* _Text section_:
+---+

= XOP instruction set =

Computer instruction set introduced by AMD in 2009

The XOP (eXtended Operations) instruction set, announced by AMD on May 1, 2009, is an extension to the 128-bit SSE core instructions in the x86 and AMD64 instruction set for the Bulldozer processor core, which was released on October 12, 2011. However AMD removed support for XOP from Zen (microarchitecture) onward.

The XOP instruction set contains several different types of vector instructions since it was originally intended as a major upgrade to SSE. Most of the instructions are integer instructions, but it also contains floating point permutation and floating point fraction extraction instructions. See the index for a list of instruction types.

==History==

XOP is a revised subset of what was originally intended as SSE5. It was changed to be similar but not overlapping with AVX, parts that overlapped with AVX were removed or moved to separate standards such as FMA4 (floating-point vector multiply–accumulate) and CVT16 (Half-precision floating-point conversion implemented as F16C by Intel).

All SSE5 instructions that were equivalent or similar to instructions in the AVX and FMA4 instruction sets announced by Intel have been changed to use the coding proposed by Intel. Integer instructions without equivalents in AVX were classified as the XOP extension. The XOP instructions have an opcode byte 8F (hexadecimal), but otherwise almost identical coding scheme as AVX with the 3-byte VEX prefix.

Commentators have seen this as evidence that Intel has not allowed AMD to use any part of the large VEX coding space. AMD has been forced to use different codes in order to avoid using any code combination that Intel might possibly be using in its development pipeline for something else. The XOP coding scheme is as close to the VEX scheme as technically possible without risking that the AMD codes overlap with future Intel codes. This inference is speculative, since no public information is available about negotiations between the two companies on this issue.

+---+

* _Data shown_:
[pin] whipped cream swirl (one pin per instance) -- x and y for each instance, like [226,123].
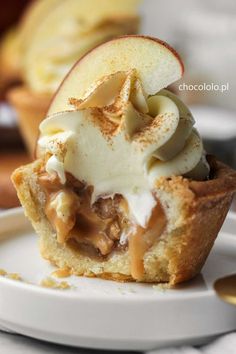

+---+

* _To do_:
Answer these questions from the XOP text:
1. On what date was the Bulldozer processor core released?
2. Starting with which microarchitecture did AMD drop XOP support?
3. What opcode byte do the XOP instructions use?

* _Exercise output_:
1. October 12, 2011
2. Zen
3. 8F (hexadecimal)